● DATA FOR ANALYSIS:

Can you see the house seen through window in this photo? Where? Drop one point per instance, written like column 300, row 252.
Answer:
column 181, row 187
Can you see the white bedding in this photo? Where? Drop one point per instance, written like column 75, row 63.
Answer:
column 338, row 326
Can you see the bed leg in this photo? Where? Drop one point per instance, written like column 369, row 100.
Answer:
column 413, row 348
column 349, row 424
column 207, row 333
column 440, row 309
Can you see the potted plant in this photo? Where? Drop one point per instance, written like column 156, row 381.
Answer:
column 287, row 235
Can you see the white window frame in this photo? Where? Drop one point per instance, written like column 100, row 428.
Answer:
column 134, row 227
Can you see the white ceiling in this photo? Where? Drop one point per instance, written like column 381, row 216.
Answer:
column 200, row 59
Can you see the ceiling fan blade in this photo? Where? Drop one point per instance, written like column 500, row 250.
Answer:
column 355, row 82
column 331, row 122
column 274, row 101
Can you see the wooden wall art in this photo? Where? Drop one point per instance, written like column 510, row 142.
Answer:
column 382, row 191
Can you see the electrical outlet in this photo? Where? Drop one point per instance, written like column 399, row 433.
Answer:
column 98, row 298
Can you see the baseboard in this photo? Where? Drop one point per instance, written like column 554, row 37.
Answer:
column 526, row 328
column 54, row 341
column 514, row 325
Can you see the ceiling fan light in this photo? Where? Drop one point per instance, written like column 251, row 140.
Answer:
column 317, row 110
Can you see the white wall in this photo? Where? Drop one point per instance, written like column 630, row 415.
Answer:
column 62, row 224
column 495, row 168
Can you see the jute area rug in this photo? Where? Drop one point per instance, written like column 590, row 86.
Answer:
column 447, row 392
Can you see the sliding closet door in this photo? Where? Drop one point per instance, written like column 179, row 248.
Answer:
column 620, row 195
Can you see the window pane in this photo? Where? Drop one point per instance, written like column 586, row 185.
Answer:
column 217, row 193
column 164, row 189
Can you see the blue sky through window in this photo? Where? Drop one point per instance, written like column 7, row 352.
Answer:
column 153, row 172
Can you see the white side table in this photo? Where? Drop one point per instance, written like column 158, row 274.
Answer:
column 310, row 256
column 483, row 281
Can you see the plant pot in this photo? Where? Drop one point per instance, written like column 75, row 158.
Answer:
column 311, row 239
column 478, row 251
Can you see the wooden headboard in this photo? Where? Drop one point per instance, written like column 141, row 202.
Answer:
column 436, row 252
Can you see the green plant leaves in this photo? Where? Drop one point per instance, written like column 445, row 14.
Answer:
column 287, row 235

● ACTION ITEM: Working from the entries above, return all lines that contain "wooden".

● YOUR SOLUTION:
Can you see the wooden wall art in this photo? Where? Drop one point per instance, written like column 510, row 142.
Can you see the wooden headboard in this photo? Where? Drop one point per instance, written like column 141, row 202.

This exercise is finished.